Poop goes in, usable energy comes out.

Waste must be collected and stored in a closed container to capture the methane. Image via iStock.

Better yet, the energy obtained from the methane gas isn’t the only benefit of using this system. Other byproducts of a biodigester on a dairy farm, for example, include: liquid waste, which can be used for fertilizer or cycled back into the digestion process; fibrous material, used for compost or even animal bedding; and waste heat, used to warm homes and other buildings on-site.

Converting animal waste to energy isn’t a technology of the future; it’s already in use all over the world.

In Colorado, the Heartland Biogas project processes both animal and food waste, sending the resulting methane to an interstate pipeline. According to NPR, the facility can process up to 1.7 million gallons of waste at a time.

Image via iStock.

In North Carolina, hog farmers are generating biogas from waste lagoons — a mixture of solid and liquid waste typically held in uncovered containers. Covering these waste pits allows farmers to capture the valuable methane gas and drastically reduces the overpowering odor these facilities are known for.

[Instruction a]: In the records, rewrite the part that opens with the line containing "In the photo above, each instance of the utility" and runs through the end of the records, replacing "single pin" with "single marker" and leaving everything else unchanged.
The records below are unrelated to the text above.

[Dataset records]:

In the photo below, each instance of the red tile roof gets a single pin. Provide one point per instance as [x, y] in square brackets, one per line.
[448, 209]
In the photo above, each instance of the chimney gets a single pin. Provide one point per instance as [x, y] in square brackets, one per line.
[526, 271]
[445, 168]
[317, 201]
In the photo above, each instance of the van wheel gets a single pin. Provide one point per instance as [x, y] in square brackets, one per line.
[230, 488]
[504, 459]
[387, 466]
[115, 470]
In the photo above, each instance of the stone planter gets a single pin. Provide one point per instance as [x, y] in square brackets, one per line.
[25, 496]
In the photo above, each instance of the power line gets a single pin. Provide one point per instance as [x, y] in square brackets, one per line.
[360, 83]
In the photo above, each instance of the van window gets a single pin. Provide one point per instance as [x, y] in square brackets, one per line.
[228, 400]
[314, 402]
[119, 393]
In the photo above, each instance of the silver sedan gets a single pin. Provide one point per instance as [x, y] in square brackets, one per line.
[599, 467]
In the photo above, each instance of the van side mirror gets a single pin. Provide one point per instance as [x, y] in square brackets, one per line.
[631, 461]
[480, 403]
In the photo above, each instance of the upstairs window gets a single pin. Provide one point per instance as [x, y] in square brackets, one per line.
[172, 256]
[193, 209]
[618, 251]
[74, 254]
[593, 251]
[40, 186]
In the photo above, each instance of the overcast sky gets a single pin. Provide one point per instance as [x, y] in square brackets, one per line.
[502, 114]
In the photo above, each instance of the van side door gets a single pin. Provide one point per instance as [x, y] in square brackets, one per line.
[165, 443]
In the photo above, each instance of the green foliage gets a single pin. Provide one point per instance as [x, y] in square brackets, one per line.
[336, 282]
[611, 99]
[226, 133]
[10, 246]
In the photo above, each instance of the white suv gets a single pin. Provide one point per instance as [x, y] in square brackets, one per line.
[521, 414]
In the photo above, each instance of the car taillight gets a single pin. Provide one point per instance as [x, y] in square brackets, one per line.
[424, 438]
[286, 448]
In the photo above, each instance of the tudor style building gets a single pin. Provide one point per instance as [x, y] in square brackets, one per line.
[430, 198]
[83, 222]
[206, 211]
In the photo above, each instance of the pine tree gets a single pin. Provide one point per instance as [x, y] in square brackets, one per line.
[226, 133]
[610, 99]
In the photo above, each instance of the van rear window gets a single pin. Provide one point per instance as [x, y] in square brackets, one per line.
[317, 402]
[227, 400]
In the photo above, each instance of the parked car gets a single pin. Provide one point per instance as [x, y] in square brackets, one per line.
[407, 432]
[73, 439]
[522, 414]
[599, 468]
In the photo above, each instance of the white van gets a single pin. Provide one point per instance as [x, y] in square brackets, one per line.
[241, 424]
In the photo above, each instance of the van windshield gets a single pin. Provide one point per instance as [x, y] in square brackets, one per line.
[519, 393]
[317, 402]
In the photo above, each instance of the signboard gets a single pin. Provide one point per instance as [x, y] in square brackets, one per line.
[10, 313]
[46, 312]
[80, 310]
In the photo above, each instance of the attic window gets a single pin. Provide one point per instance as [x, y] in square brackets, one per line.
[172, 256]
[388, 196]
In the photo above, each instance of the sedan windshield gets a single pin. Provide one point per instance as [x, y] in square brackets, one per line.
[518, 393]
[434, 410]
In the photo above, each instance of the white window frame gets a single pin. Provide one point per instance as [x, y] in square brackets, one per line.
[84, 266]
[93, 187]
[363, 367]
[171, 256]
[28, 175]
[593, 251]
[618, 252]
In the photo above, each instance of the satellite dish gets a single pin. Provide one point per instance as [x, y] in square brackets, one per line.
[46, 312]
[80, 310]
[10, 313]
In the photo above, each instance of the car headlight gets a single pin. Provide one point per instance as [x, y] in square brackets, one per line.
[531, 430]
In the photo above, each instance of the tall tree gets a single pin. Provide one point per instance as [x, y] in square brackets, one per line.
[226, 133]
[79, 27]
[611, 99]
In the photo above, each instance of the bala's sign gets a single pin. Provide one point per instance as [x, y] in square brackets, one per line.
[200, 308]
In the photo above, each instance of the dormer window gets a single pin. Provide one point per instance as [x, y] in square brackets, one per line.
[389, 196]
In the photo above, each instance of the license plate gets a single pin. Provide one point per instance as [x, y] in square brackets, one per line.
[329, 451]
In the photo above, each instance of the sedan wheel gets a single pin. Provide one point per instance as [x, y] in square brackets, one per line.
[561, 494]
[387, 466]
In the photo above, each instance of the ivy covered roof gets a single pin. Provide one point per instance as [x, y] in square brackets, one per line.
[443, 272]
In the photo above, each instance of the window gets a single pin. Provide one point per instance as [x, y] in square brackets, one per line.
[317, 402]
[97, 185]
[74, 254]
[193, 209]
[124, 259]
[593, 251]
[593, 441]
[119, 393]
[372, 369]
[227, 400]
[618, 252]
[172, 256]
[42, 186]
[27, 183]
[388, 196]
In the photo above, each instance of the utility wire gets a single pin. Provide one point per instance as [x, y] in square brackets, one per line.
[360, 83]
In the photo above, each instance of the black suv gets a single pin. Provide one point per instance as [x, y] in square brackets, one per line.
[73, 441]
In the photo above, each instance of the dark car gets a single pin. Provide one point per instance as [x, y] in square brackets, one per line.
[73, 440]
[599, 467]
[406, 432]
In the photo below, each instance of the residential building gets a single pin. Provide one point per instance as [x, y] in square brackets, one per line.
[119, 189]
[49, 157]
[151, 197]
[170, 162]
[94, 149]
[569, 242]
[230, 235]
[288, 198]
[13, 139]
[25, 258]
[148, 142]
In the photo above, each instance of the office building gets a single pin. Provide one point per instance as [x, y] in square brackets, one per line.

[Instruction b]: List the other byproducts of a biodigester on a dairy farm, besides the energy from methane gas, that the passage on turning animal waste into energy names.

[Written response a]:
In the photo above, each instance of the utility wire gets a single marker. Provide one point per instance as [x, y] in square brackets, one per line.
[360, 83]
In the photo above, each instance of the black suv gets a single marker. Provide one point per instance as [x, y] in square brackets, one per line.
[73, 441]
In the photo above, each instance of the dark car gets a single marker. Provide one point per instance as [x, y] in square brackets, one per line.
[73, 440]
[599, 467]
[406, 432]
In the photo below, each instance of the residential building gets a single marker. Provide one point per instance as [x, y] in square brackets, one per line.
[119, 189]
[49, 157]
[151, 197]
[170, 162]
[94, 149]
[569, 242]
[230, 235]
[288, 198]
[13, 139]
[25, 258]
[148, 142]
In the photo above, each instance of the office building gets a single marker. Provide one point per instance as [x, y] in square brackets, one per line.

[Written response b]:
- Liquid waste
- Fibrous material
- Waste heat